* _EXERCISE_:
Copy out every item below verbatim, keeping each line unchanged.

= = = = =

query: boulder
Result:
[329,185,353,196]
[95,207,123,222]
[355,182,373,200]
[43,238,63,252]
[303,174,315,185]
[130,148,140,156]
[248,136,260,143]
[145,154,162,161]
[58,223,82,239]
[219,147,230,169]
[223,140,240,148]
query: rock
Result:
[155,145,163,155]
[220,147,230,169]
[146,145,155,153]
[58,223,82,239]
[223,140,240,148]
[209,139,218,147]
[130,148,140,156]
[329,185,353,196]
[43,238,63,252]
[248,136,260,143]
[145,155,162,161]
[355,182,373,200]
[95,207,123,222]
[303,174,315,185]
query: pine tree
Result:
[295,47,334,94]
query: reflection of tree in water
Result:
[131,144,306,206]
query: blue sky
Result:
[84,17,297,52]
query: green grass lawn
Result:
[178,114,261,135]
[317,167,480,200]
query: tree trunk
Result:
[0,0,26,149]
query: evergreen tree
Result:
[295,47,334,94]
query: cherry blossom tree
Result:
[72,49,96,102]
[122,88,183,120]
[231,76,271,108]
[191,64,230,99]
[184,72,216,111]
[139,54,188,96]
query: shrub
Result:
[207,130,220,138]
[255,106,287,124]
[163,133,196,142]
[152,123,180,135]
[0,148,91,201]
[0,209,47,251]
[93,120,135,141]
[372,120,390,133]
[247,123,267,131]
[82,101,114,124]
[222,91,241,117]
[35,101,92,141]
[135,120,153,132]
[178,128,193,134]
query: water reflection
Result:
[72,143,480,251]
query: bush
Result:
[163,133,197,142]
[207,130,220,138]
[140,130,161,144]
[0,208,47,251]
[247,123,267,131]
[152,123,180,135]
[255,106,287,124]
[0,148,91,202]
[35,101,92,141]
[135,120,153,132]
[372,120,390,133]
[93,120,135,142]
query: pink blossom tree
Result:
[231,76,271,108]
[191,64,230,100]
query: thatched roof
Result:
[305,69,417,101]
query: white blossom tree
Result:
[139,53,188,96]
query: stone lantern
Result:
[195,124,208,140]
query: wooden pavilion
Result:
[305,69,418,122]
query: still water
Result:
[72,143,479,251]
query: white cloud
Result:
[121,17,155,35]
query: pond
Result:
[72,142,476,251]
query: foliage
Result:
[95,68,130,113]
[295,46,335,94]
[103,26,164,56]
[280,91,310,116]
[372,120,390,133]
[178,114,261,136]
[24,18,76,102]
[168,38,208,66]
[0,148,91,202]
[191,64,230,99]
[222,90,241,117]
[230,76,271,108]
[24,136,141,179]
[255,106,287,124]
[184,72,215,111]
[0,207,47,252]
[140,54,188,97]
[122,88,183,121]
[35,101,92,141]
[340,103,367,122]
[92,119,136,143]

= = = = =

* _RESPONSE TO THIS TASK_:
query: boulder
Result:
[329,185,353,196]
[95,207,123,222]
[355,182,373,200]
[43,238,63,252]
[303,174,315,185]
[130,148,140,156]
[248,136,260,143]
[145,154,162,161]
[58,223,82,239]
[219,147,230,169]
[223,140,240,148]
query: rock
Result:
[155,145,163,155]
[220,147,230,169]
[146,145,155,153]
[58,223,82,239]
[223,140,240,148]
[209,139,218,147]
[130,148,140,156]
[329,185,353,196]
[43,238,63,252]
[248,136,260,143]
[145,155,162,161]
[355,182,373,200]
[95,207,123,222]
[303,174,315,185]
query: pine tree
Result:
[295,47,334,94]
query: reflection of tree in water
Result:
[131,144,306,206]
query: blue sky
Result:
[84,17,297,52]
query: green grass lawn
Result:
[178,114,261,135]
[317,167,480,200]
query: tree trunk
Result:
[0,0,26,149]
query: evergreen tree
Result:
[295,47,334,94]
query: cherry blossom tree
Result:
[72,49,96,102]
[122,88,183,120]
[231,76,271,108]
[191,64,230,99]
[184,72,216,111]
[139,54,188,96]
query: shrub
Result:
[207,130,220,138]
[255,106,287,124]
[163,133,196,142]
[152,123,180,135]
[0,148,91,201]
[0,209,47,251]
[93,120,135,141]
[372,120,390,133]
[247,123,267,131]
[82,101,114,124]
[222,91,241,117]
[35,101,92,141]
[135,120,153,132]
[178,128,193,134]
query: water reflection
Result:
[72,143,480,251]
query: bush
Result:
[163,133,197,142]
[207,130,220,138]
[140,130,161,144]
[0,208,47,251]
[247,123,267,131]
[152,123,180,135]
[255,106,287,124]
[0,148,91,202]
[35,101,92,141]
[135,120,153,132]
[372,120,390,133]
[93,120,135,142]
query: pink blossom tree
Result:
[231,76,271,108]
[191,64,230,100]
query: thatched roof
Result:
[305,69,417,101]
query: white blossom tree
Result:
[139,53,188,96]
query: stone lantern
Result:
[195,124,208,140]
query: wooden pavilion
Result:
[305,69,418,122]
query: still water
Result:
[72,143,479,251]
query: white cloud
Result:
[121,17,155,35]
query: pond
Result:
[72,142,476,251]
query: foliage
Result:
[95,68,130,113]
[295,46,335,94]
[103,26,164,56]
[280,91,310,116]
[372,120,390,133]
[178,114,261,136]
[24,18,76,102]
[168,38,208,66]
[0,148,91,202]
[191,64,230,99]
[222,90,241,117]
[230,76,271,108]
[24,136,141,179]
[255,106,287,124]
[184,72,215,111]
[0,207,47,252]
[140,54,188,97]
[122,88,183,121]
[35,101,92,141]
[340,103,367,122]
[92,119,136,143]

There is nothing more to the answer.